**What to produce:**
Quote exactly, and only, the lines from the one with "Wildlife-survey tagging: tag each instance of the clear" through the end of the listing.

►

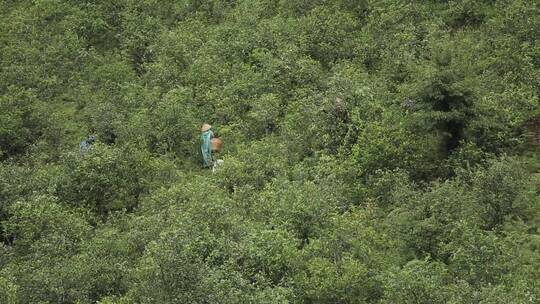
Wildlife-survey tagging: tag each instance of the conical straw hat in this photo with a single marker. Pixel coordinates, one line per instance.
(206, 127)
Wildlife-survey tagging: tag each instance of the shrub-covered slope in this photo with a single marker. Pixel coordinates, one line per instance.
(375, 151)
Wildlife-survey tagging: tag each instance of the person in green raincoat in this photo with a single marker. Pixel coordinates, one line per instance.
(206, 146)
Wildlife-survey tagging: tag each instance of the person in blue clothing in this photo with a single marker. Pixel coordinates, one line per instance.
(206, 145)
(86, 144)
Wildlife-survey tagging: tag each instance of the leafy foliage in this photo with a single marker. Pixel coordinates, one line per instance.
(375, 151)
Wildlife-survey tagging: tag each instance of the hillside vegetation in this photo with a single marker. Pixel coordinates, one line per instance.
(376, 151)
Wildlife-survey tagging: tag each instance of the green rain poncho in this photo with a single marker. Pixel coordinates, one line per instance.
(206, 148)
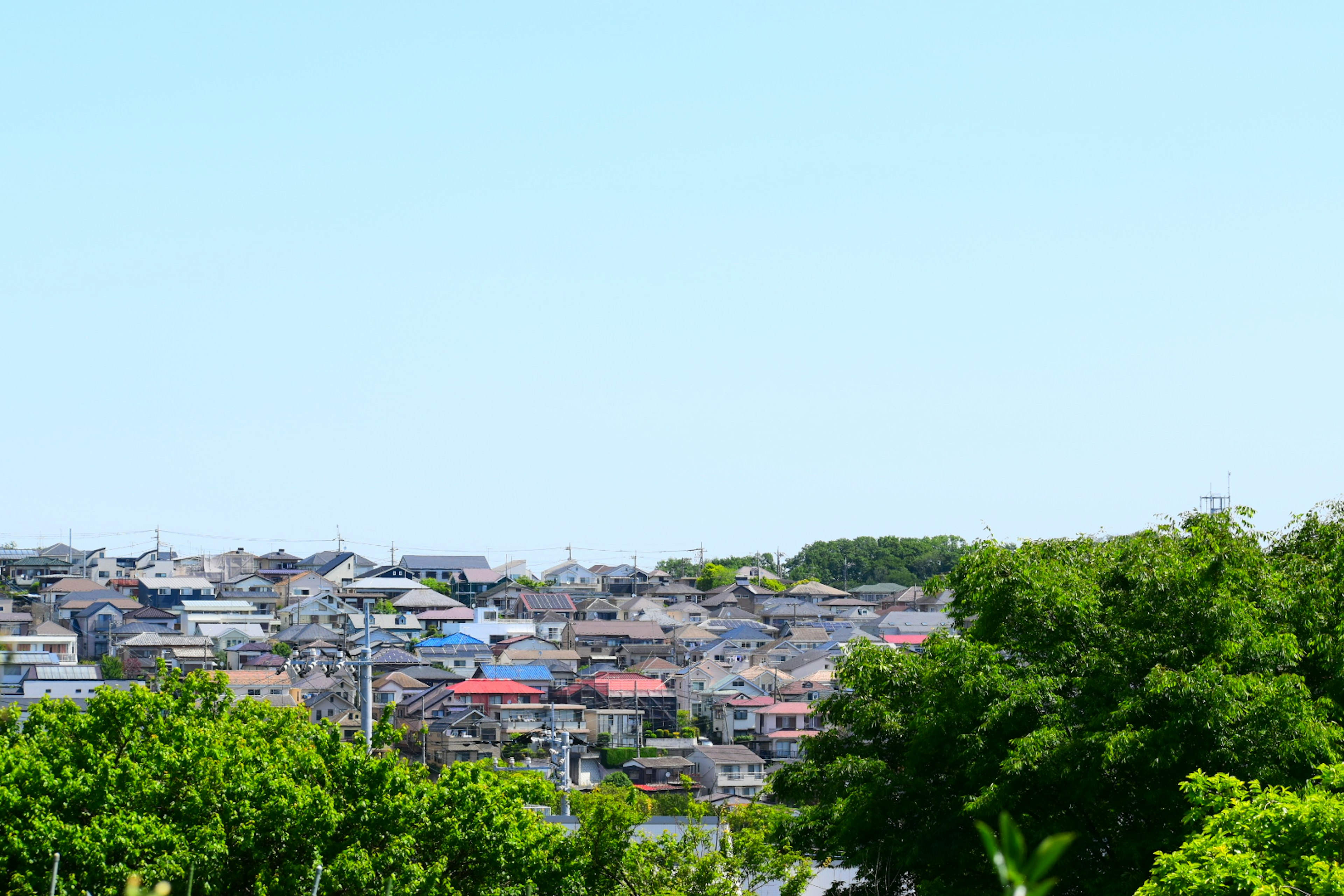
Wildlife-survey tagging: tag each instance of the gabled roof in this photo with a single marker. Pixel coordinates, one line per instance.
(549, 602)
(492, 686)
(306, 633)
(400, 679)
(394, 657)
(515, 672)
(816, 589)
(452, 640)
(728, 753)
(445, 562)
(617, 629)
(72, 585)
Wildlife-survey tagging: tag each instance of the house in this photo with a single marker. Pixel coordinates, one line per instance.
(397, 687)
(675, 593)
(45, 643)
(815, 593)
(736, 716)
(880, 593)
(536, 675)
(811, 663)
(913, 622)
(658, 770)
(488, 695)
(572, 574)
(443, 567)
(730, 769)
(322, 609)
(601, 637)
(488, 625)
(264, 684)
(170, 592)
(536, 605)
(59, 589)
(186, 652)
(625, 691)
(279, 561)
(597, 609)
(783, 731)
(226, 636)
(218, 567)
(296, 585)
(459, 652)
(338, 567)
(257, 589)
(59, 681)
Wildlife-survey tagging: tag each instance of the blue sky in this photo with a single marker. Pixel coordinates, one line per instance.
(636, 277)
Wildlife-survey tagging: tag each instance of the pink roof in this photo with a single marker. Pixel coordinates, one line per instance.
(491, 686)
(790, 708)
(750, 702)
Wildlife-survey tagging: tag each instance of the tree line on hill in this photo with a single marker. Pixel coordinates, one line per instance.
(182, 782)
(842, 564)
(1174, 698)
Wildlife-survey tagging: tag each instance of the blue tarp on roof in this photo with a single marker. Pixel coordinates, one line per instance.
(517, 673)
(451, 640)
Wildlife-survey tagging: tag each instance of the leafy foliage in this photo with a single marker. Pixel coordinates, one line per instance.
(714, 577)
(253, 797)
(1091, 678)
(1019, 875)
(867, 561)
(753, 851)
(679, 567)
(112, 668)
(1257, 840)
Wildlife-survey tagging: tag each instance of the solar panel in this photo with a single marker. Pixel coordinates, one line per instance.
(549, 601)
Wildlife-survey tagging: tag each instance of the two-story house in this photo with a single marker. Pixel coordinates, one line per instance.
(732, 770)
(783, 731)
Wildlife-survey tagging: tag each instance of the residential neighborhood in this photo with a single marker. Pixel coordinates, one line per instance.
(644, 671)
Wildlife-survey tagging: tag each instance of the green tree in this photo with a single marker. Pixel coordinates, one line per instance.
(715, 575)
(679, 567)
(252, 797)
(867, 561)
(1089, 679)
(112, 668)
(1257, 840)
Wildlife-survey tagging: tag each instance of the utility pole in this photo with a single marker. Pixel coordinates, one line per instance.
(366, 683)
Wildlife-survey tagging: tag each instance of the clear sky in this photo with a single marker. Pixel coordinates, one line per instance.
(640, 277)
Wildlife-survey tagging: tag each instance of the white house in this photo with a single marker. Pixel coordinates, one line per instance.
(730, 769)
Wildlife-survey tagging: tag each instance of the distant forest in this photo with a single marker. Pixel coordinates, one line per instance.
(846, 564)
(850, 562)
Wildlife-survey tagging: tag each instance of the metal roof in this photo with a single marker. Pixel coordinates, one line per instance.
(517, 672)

◄

**Answer to the problem:**
Wildlife-survey tagging: tag each instance of the clear sky in this photo with a single marker. Pixel coordinates, one line per instance.
(640, 277)
Wildlife-survey tagging: tag each instance of the white house in this photo with a single marker. Pixel coordinates, one line per instance.
(730, 769)
Wildlife-survey tagging: tag each instance of the distant forest in this photo with a single marker. Pixel coordinates, one line per instance.
(846, 564)
(850, 562)
Wildlife-survey tagging: tag each instance of the metal roof in this photo with a single marker. Pixel coordinates, one line per instance.
(517, 672)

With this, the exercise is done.